→ DIRECTIONS FOR THIS TASK
Exactly as written, transcribe the lines that run from the one containing "Q. Locate the beige" to the end of the records below.

Part of a data file
begin

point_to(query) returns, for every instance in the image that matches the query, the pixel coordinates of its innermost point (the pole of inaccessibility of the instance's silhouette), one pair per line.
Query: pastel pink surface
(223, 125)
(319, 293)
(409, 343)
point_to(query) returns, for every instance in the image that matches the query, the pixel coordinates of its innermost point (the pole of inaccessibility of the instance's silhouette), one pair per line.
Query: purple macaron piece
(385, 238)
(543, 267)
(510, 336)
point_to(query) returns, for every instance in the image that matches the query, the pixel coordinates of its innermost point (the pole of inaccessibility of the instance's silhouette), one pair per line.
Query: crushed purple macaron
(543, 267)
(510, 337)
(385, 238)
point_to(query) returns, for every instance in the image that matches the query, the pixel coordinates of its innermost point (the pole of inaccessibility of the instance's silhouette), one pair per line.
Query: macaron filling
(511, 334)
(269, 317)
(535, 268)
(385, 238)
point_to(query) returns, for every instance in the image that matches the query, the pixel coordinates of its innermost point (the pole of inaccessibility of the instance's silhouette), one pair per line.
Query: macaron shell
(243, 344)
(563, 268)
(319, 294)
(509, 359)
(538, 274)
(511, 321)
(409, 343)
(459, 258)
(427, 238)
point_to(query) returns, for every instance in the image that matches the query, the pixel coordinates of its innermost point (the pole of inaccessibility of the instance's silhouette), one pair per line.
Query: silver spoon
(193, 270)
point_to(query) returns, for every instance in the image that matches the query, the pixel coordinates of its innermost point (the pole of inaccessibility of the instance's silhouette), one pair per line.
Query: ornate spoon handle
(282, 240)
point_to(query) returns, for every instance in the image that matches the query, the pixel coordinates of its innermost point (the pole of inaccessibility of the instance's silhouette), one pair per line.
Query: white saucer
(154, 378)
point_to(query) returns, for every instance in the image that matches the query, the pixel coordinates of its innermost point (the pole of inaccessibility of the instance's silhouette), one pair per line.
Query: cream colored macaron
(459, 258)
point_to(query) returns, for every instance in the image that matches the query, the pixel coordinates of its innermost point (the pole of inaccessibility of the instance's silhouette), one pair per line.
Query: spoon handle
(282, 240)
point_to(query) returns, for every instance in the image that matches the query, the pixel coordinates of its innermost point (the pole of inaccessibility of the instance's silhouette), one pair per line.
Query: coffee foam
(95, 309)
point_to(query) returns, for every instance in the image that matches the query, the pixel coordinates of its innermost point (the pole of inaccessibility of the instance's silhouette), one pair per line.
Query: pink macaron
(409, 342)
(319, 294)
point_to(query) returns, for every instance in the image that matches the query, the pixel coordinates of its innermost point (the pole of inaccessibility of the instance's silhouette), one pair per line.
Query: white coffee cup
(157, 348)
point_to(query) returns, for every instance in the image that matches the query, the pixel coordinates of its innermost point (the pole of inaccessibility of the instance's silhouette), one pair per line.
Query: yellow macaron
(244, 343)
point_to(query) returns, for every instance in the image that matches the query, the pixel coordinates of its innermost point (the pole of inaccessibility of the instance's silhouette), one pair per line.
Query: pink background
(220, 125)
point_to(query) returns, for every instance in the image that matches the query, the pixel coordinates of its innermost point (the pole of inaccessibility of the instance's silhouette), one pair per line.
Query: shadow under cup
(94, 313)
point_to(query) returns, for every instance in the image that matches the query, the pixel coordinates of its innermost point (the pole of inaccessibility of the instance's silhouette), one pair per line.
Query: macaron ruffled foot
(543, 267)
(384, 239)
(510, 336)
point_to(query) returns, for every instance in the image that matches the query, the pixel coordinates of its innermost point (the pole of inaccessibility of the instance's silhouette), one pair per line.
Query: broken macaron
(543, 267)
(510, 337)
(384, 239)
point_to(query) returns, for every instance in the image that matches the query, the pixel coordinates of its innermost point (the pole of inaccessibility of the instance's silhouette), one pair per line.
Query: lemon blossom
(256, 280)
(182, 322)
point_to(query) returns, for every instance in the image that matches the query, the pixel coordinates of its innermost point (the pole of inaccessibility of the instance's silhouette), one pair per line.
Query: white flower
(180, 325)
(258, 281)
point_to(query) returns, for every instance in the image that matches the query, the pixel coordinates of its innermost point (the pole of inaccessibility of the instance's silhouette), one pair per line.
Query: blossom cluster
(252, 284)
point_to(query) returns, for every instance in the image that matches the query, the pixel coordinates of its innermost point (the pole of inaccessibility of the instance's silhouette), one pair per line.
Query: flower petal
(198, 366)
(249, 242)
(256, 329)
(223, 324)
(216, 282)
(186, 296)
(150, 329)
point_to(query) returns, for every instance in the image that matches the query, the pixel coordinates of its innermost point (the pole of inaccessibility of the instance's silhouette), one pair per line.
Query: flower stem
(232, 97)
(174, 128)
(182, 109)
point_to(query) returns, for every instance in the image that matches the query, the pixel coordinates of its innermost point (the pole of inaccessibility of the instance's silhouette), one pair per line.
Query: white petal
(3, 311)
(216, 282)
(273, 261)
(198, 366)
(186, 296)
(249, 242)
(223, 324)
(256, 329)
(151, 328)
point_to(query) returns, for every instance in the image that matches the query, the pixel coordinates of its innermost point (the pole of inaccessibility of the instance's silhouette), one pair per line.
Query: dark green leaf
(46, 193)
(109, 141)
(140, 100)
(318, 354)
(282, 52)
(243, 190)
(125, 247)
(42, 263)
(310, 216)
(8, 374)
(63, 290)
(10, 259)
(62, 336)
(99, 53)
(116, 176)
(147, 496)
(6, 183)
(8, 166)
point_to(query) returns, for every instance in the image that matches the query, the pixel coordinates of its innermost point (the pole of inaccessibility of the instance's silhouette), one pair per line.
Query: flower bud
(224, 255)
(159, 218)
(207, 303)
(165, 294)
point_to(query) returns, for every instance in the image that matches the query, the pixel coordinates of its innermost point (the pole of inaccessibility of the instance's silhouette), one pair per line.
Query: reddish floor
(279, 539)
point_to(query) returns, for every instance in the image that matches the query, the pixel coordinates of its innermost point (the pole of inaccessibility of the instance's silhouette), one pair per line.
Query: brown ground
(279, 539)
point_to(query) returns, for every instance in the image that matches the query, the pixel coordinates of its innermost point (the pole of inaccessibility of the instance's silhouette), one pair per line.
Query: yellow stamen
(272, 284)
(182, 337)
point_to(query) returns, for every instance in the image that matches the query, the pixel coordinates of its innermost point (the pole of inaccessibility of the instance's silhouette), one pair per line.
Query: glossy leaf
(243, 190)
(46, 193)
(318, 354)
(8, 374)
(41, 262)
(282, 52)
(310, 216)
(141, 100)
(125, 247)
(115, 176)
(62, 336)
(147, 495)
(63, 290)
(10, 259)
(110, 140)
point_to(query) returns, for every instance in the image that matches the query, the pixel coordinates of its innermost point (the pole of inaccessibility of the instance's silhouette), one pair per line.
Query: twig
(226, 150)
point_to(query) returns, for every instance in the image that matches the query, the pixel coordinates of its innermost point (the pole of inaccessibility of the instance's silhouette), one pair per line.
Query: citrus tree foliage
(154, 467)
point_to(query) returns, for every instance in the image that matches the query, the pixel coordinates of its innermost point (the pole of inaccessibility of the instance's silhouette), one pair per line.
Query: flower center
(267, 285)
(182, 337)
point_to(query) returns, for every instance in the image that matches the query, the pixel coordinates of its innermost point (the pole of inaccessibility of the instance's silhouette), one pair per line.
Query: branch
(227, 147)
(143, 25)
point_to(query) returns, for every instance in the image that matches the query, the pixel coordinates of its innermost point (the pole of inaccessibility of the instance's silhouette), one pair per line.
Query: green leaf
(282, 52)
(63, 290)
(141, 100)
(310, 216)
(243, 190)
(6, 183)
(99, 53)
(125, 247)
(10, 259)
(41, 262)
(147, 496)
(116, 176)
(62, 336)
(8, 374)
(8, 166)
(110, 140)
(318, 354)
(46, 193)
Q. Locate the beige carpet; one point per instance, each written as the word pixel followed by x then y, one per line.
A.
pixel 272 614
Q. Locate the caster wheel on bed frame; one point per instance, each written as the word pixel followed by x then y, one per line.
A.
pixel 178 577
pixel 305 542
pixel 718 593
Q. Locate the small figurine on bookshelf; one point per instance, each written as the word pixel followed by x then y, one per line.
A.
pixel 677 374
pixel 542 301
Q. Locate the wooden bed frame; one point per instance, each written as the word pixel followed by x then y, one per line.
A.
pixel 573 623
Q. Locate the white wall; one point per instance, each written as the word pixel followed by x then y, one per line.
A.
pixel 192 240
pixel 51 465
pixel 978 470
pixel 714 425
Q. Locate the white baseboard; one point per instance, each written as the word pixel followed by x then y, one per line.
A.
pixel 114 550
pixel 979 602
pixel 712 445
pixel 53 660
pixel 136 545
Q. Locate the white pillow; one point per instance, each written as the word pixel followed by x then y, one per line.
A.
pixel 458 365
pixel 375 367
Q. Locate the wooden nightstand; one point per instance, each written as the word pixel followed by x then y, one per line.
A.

end

→ WORKED ANSWER
Q. Locate the beige carpet; one point per instance, each written as the word pixel followed by x then y, one per line.
A.
pixel 272 614
Q. Locate the caster wheel on bed frame; one point per instance, each written as the word pixel followed by x then y, one per line.
A.
pixel 178 577
pixel 305 542
pixel 718 593
Q. Locate the small figurine on bookshelf; one point per instance, each written as the word pixel followed by x then y, one per line.
A.
pixel 677 374
pixel 542 301
Q. Locate the wooden bed frame; one point per instance, each written as the word pixel followed by x then y, one per line.
A.
pixel 573 623
Q. Locate the white wall; one point per instance, each written as the word pixel followed by x then y, one per line.
A.
pixel 192 240
pixel 51 465
pixel 978 470
pixel 714 425
Q. Locate the white baseboard; one point per instance, each written as the word pixel followed by x then y, one per line.
A.
pixel 114 550
pixel 979 602
pixel 712 445
pixel 53 660
pixel 136 545
Q. Locate the white pillow; one point per instance, each written as the word pixel followed by x then y, one per line.
A.
pixel 458 365
pixel 375 367
Q. Locate the wooden nightstand; one point per instance, each written as the word pixel followed by x then y, one per line.
A.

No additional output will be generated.